WHAT THE EXERCISE ASKS
Rewrite the listing from the line containing "the white paper" through the end, swapping "dot" for "marker" and changing nothing else.

ENTRIES PROVIDED
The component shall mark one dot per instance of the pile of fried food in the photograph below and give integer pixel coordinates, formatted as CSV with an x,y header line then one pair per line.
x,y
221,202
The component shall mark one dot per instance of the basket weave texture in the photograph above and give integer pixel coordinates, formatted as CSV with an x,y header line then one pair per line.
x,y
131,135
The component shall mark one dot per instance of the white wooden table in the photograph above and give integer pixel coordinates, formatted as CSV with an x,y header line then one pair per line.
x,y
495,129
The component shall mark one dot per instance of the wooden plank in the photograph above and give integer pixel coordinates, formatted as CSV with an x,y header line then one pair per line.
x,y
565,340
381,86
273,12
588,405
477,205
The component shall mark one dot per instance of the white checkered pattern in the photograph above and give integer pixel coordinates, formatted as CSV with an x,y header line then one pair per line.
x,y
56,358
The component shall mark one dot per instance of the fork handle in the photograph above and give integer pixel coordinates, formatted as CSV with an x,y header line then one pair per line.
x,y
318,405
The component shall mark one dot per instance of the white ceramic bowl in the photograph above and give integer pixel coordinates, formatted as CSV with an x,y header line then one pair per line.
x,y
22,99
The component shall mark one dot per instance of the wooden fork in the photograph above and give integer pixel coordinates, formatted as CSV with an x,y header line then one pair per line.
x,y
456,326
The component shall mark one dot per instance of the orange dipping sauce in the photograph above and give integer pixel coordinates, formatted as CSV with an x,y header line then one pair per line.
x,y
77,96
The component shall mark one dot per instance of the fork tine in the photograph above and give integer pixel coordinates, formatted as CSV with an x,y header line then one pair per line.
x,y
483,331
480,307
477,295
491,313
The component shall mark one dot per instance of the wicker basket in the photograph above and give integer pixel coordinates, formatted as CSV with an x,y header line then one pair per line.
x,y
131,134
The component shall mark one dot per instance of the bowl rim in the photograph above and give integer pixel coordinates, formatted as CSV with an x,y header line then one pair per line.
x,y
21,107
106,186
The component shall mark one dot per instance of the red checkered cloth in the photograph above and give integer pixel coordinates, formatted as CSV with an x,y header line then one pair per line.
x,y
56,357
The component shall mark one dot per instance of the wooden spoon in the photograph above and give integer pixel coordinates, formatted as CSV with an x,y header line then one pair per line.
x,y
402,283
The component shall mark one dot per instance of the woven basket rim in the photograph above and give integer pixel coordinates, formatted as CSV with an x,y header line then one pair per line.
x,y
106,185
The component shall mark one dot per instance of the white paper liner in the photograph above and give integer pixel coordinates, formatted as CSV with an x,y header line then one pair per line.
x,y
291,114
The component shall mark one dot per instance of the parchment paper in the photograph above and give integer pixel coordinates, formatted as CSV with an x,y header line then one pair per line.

THE RESPONSE
The component shall mark one marker per instance of the white paper liner in the photograph above and give integer pixel coordinates, formatted as CSV with an x,y header line then one pair per line.
x,y
291,114
The component shall mark one marker per instance of the parchment paper in the photograph above and give integer pixel coordinates, formatted as CSV with an x,y header line then one pair per line.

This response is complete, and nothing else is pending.